* _THINGS TO DO_:
[1] According to the news article on the parental rights bill, which committee passed the bill on Tuesday?
[2] Continue the news article on the parental rights bill after its final paragraph.

By Corinne Murdock |
A bill prohibiting the interference or usurpation of parents’ rights to direct their child’s upbringing, education, health care, and mental health passed the Senate Education Committee on Tuesday. The bill, HB2161, drew in a number of both parents and LGBTQ activists to speak — parents were for a bill to ensure transparency concerning information about their children, and LGBTQ activists against.
The sponsor, State Representative Steve Kaiser (R-Phoenix), explained that the main purpose of his bill was to further secure parental rights, noting that he supported an amendment brought forth by Chairman Paul Boyer (R-Glendale), which removed portal access, mental health language, and parental consent concerning medical treatments. The bill still empowers parents to take legal action against governmental entities or officials and receive relief.
State Senator Christine Marsh (D-Phoenix) criticized that the bill was vague. Marsh said educators would err on the side of caution due to all the negative publicity surrounding them currently, leading them to underperform.
“This has got a little bit of potential for a little bit of chaos,” said Marsh.
Kaiser responded that parents are frustrated with the lack of responsiveness concerning information about their children in educational and medical settings.
Marsh pressed further what the interference of parental rights to bring up a child would look like. Kaiser said he didn’t have a specific example handy, deferring to parents lined up to speak.

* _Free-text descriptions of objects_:
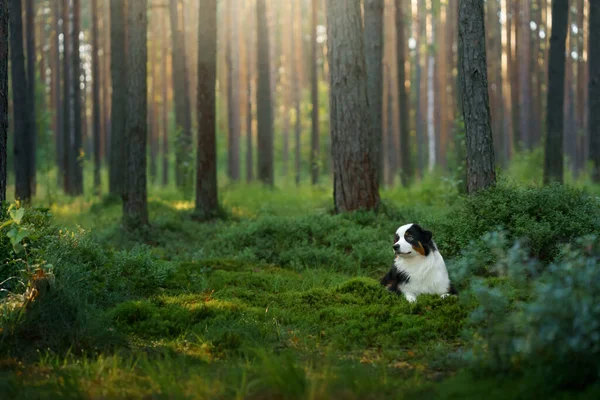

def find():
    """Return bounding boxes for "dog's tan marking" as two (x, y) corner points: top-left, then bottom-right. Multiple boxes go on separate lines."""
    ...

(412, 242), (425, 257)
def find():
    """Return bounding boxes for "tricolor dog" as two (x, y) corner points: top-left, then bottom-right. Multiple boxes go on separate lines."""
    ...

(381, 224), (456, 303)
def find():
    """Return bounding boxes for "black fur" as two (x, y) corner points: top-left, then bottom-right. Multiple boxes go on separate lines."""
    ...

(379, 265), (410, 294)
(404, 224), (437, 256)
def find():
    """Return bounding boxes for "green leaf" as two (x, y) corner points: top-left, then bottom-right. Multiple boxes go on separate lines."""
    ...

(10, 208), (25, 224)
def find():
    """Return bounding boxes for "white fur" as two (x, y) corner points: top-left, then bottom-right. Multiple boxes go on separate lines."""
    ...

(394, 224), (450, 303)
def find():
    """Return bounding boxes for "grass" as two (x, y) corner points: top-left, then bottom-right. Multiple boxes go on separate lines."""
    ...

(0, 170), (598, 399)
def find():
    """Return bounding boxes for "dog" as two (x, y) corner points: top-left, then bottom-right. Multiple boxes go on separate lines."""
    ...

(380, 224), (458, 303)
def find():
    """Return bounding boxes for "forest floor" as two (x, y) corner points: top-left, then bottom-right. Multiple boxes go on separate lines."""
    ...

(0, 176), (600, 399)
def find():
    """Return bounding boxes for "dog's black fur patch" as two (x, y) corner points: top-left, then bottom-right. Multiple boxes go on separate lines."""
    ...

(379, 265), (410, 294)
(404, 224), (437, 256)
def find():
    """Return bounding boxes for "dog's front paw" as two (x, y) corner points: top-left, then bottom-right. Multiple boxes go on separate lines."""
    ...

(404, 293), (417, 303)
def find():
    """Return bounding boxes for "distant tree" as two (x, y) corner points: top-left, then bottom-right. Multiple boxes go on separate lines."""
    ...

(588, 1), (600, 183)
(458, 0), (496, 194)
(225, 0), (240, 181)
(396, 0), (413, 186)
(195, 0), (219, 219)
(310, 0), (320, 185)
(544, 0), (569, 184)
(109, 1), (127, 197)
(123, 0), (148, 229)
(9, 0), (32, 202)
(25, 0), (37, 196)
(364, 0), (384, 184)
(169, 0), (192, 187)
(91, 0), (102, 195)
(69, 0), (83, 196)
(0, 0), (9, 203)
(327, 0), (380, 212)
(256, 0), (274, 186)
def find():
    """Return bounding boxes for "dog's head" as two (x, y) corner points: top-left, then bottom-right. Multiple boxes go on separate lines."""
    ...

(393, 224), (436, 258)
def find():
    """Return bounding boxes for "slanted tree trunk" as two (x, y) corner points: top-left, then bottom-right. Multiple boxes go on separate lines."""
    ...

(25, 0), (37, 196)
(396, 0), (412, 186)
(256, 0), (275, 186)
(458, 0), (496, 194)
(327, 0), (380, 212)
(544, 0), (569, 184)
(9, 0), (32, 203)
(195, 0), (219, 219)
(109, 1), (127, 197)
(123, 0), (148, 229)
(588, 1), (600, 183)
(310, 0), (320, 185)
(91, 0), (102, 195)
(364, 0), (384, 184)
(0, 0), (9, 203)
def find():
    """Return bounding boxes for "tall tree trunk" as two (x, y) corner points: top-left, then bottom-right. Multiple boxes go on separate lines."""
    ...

* _RESPONSE LIST_:
[1] The Senate Education Committee

[2]
A former Saguaro High School English teacher and department chair with Scottsdale Unified School District (SUSD), Caryn Bird, discussed how her classroom was considered a “safe space,” and how she would allow a group of young female students who claimed to be transgender males to come into her classroom and discuss their personal problems with her — issues not relayed to the parents.
“In my time as a high school teacher, my classroom became known as a ‘safe space’ for students. In particular, I had a group of trans male students who would meet in my classroom, none of whom were actually students in my class, for some reason, but they would meet in my classroom at lunchtime to share with one another their experiences,” said Bird. “This peer group in my classroom allowed these students time to explore who they were without fear or retribution or fear of being outed.”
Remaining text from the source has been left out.